**TEKS YANG DIKAJI:**
■ ■ ■ ■
TEMPO.CO, Jakarta - PT Kereta Api Indonesia (Persero) atau KAI mengungkapkan bahwa pemerintah masih mempunyai utang senilai Rp 257,87 miliar dalam penugasan perseroan menyelenggarakan public service obligation (PSO). Adapun dalam kontrak keduanya pemerintah memberikan subsidi atas selisih tarif tiket keekonomian pada kereta kelas ekonomi, dan kereta rel listrik (KRL).
Direktur Utama KAI Didiek Hartantyo merinci utang tersebut merupakan kekurangan bayar selama tiga tahun belakangan ini. "Jadi untuk tahun 2015, yang sudah dilakukan audit di tahun 2016 berdasarkan LHP Nomor 34 tanggal 21 Agustus 2016, maka pemerintah dinyatakan kurang bayar Rp 108 miliar," ujar Didiek kepada anggota Komisi VI DPR RI, Selasa, 30 Juni 2020.
Lalu untuk utang 2016, sesuai dengan LHP BPK 2016, pemerintah tercatat berutang Rp 2,2 miliar. Sementara untuk tahun 2019, sesuai BA BPK 2019, pemerintah berutang Rp 147,38 miliar.
Dalam penentuan tiket keekonomian kereta api, Didiek menuturkan, telah memasukkan biaya operasi perseroan ditambah margin 10 persen. Sementara besaran tarif subsidi adalah kewenangan pemerintah dalam hal ini Direktur Jenderal Perkeretaapian Kementerian Perhubungan.
■ ■ ■ ■
**DATA YANG DITAMPILKAN:**

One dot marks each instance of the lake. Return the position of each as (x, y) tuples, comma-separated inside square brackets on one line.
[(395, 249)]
■ ■ ■ ■
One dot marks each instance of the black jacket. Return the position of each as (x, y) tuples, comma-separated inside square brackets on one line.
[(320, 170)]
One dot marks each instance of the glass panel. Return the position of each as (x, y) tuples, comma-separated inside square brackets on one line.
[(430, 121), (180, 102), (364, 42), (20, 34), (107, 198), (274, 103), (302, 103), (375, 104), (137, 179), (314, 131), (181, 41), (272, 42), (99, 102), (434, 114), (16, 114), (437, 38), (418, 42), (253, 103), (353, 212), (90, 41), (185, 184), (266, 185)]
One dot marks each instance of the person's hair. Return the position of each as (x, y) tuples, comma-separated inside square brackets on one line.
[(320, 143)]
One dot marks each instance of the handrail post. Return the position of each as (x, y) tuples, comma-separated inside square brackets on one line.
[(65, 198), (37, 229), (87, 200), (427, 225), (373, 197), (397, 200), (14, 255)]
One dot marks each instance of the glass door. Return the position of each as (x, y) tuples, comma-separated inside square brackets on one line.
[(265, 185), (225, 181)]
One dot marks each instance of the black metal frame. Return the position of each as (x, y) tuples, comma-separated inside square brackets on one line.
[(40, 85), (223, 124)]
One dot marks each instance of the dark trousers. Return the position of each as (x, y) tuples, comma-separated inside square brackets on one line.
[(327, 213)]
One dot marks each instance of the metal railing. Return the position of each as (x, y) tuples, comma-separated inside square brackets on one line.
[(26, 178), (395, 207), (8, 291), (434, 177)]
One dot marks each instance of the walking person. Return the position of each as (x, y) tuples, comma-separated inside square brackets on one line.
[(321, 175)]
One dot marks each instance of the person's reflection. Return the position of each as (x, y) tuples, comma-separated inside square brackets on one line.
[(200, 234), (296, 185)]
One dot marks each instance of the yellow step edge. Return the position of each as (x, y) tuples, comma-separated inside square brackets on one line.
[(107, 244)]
■ ■ ■ ■
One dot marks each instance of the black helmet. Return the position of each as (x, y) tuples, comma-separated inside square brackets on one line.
■ ■ ■ ■
**PETUNJUK LATIHAN:**
Teruskan teks berita mengenai utang pemerintah kepada KAI dalam penugasan PSO, mulai dari kalimat sesudah kalimat terakhir teks tersebut.

**JAWABAN TUGAS:**
"Sehingga selisihnya ini menjadi konsen PSO. Kami berunding melakukan pertemuan Dirjen KA terkait volume tahun mendatang tumbuh berapa persen lalu biaya operasi yang direncanakan sesuai RKAP," kata Didiek.
Didiek berharap, pemerintah bisa membayarkan sisa kekurangan pembayaran utang kepada perseroan. Pasalnya, pencairan itu bisa membantu likuiditas dalam menghadapi pandemi Covid-19.
"Kemudian memberikan keyakinan baru masyarakat dan mitra akan kepastian agar meningkatkan kepercayaan. Kami harapkan semoga apa yang kami sampaikan bisa dilaksanakan," ucap dia.